- Texto proporcionado:
------------------------------

San Samuel Profeta 20 de agosto


20 de Agosto
SAN SAMUEL
Profeta


En la tradición bíblica, Samuel es presentado como un hombre de Dios. Es, a la vez, un orante y un dirigente del pueblo. Un hombre de oración que ha tenido que orientar y decidir sobre la marcha diaria de su pueblo. Un hombre de acción que ha buscado en el silencio y la oración, la fuerza y la tolerancia necesarias. La palabra alentadora y el grito denunciador. Samuel es un hombre que, por una parte, ha actuado con limpieza y sin sobornos. Y, por otra, ha orado sin escapismos ni evasiones. Samuel es, al mismo tiempo y con pareja sinceridad, el profeta comprometido, el juez honesto, el orientador discreto.


EL PROFETA

Cuando el libro del Eclesiástico califica a Samuel como «amado de su Señor» (Si 46, 13) está recordando sin duda las copiosas tradiciones que evocaban la figura legendaria y señera de aquel hombre inabarcable y polifacético. Pero el mismo libro parece reconocer que, antes que nada, Samuel fue un profeta, acreditado por su fidelidad y sus oráculos.

------------------------------

- Registros:
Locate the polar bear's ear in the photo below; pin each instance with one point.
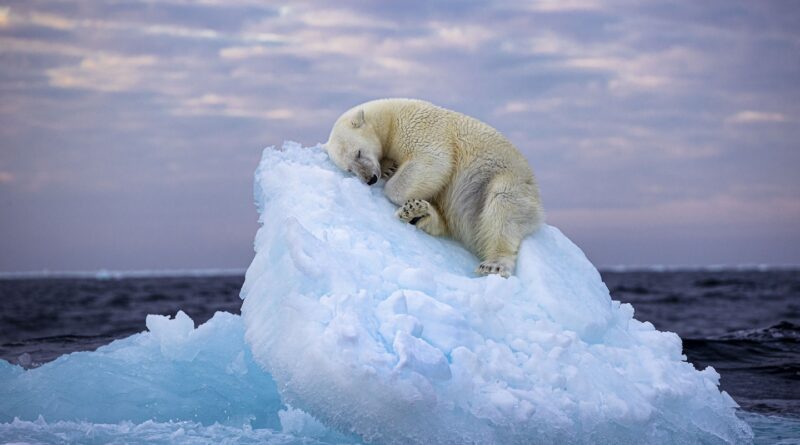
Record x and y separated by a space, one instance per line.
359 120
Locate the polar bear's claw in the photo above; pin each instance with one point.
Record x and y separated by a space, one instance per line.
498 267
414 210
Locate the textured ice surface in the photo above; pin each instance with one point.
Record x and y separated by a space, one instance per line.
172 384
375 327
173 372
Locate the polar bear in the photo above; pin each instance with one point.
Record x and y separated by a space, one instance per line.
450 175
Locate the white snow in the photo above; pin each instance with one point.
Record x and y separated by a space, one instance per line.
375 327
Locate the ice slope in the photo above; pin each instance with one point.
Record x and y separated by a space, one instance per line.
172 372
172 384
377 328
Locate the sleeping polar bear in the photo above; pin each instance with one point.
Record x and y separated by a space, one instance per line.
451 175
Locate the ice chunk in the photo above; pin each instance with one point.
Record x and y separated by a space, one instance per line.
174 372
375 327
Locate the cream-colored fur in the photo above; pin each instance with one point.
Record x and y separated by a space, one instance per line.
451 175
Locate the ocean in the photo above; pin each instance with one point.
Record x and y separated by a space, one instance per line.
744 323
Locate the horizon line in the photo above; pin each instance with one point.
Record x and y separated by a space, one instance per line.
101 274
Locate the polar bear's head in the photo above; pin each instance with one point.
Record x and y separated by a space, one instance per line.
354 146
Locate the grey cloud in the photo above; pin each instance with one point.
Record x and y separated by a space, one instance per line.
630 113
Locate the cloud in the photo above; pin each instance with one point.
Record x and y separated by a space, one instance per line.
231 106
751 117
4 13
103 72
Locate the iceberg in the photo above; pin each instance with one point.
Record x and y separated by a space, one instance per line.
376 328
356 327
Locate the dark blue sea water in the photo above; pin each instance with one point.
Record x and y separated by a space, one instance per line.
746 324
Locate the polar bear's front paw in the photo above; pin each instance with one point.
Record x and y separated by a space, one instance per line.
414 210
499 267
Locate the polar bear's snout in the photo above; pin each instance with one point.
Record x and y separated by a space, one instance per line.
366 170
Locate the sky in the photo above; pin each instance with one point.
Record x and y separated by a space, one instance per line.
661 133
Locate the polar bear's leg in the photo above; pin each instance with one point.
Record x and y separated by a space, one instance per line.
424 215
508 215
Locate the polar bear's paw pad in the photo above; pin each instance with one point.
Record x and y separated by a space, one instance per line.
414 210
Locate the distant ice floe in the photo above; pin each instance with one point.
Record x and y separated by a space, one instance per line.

------------------------------

- Objetivo 1: Reproduce sin cambios el fragmento del texto sobre san Samuel que empieza con las palabras que contienen "San Samuel Profeta" y termina con "el orientador discreto.".
- Objetivo 2: Convierte en una lista breve el párrafo del texto sobre san Samuel que comienza con «En la tradición bíblica», conservando sus datos principales.

- Solución completa 1:
San Samuel Profeta 20 de agosto


20 de Agosto
SAN SAMUEL
Profeta


En la tradición bíblica, Samuel es presentado como un hombre de Dios. Es, a la vez, un orante y un dirigente del pueblo. Un hombre de oración que ha tenido que orientar y decidir sobre la marcha diaria de su pueblo. Un hombre de acción que ha buscado en el silencio y la oración, la fuerza y la tolerancia necesarias. La palabra alentadora y el grito denunciador. Samuel es un hombre que, por una parte, ha actuado con limpieza y sin sobornos. Y, por otra, ha orado sin escapismos ni evasiones. Samuel es, al mismo tiempo y con pareja sinceridad, el profeta comprometido, el juez honesto, el orientador discreto.

- Solución completa 2:
- En la tradición bíblica, Samuel aparece como un hombre de Dios, a la vez orante y dirigente del pueblo.
- Como hombre de oración, tuvo que orientar y decidir sobre la marcha diaria de su pueblo.
- Como hombre de acción, buscó en el silencio y la oración la fuerza y la tolerancia necesarias.
- En él se unen la palabra alentadora y el grito denunciador.
- Actuó con limpieza y sin sobornos, y oró sin escapismos ni evasiones.
- Fue al mismo tiempo profeta comprometido, juez honesto y orientador discreto.